Work required:
Reproduce the excerpt word for word, starting at "Our friend, Gania, belonged" and continuing up to and including "man to despair.".

Document segment:
---*---

Some spirit also warned me if you drink
too much and argue, you could hurt each other,
dishonoring your banquet and your courtship.
Weapons themselves can tempt a man to fight.
This sounds like a classic gun-control position, refuting the classic “guns don’t kill people, people kill people” gun-rights line. Weapons themselves provoke violence. Gun control saves lives.
But! In context, the meaning is exactly the opposite. This is one of Odysseus’s deceits. He is preparing this line as an argument for removing the suitors’ weapons, to leave them defenceless when he chooses to attack them. The lesson: don’t listen to the sword-grabbers who claim that disarming will make you safer.
There is nothing so annoying as to be fairly rich, of a fairly good family, pleasing presence, average education, to be “not stupid,” kind-hearted, and yet to have no talent at all, no originality, not a single idea of one’s own—to be, in fact, “just like everyone else.”
Of such people there are countless numbers in this world—far more even than appear. They can be divided into two classes as all men can—that is, those of limited intellect, and those who are much cleverer. The former of these classes is the happier.
To a commonplace man of limited intellect, for instance, nothing is simpler than to imagine himself an original character, and to revel in that belief without the slightest misgiving… Others have but to read an idea of somebody else’s, and they can immediately assimilate it and believe that it was a child of their own brain. The “impudence of ignorance,” if I may use the expression, is developed to a wonderful extent in such cases;—unlikely as it appears, it is met with at every turn.
Our friend, Gania, belonged to the other class—to the “much cleverer” persons, though he was from head to foot permeated and saturated with the longing to be original. This class, as I have said above, is far less happy. For the “clever commonplace” person, though he may possibly imagine himself a man of genius and originality, none the less has within his heart the deathless worm of suspicion and doubt; and this doubt sometimes brings a clever man to despair.
This week’s Spiegel has a headline quote from Emmanuel Macron:
Ich bin nicht arrogant… Ich sage und tue was ich mag.
I don’t know whether everyone does this, but whenever I read a line translated from a language that I know well, I subliminally translate it back. Often you find, particularly in news reports, that lazy translators have used false — or at least dubious -cognates. For example, I vaguely remember a quote from an English source referring to a leader being irritated by protests getting translated into irritiert, which actually means confused.

---*---

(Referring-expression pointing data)
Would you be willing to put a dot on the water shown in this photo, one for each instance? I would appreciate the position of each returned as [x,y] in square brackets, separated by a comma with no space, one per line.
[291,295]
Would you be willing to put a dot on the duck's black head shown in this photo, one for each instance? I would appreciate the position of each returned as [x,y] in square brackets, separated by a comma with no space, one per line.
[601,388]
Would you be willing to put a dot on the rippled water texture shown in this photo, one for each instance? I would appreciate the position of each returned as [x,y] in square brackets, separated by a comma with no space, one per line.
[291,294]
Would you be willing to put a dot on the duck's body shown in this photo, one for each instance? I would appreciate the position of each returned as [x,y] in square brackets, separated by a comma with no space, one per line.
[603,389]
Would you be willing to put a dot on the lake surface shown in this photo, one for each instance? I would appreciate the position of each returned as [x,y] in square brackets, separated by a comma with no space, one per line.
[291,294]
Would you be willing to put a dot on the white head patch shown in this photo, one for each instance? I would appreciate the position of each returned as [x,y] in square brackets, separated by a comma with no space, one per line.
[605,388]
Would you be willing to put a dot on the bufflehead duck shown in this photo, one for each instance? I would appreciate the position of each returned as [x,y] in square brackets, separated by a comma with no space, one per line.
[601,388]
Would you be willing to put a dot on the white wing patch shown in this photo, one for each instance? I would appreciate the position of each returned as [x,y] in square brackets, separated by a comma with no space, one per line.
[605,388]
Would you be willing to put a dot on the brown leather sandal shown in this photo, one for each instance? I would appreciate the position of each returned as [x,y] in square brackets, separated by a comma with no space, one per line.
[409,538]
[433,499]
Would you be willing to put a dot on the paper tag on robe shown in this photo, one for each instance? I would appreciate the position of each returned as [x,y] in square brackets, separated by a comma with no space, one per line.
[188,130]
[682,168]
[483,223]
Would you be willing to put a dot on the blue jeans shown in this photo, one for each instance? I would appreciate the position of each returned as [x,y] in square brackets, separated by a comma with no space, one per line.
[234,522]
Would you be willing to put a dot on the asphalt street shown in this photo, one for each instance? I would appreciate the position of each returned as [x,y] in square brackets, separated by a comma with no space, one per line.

---*---

Result of this task:
Our friend, Gania, belonged to the other class—to the “much cleverer” persons, though he was from head to foot permeated and saturated with the longing to be original. This class, as I have said above, is far less happy. For the “clever commonplace” person, though he may possibly imagine himself a man of genius and originality, none the less has within his heart the deathless worm of suspicion and doubt; and this doubt sometimes brings a clever man to despair.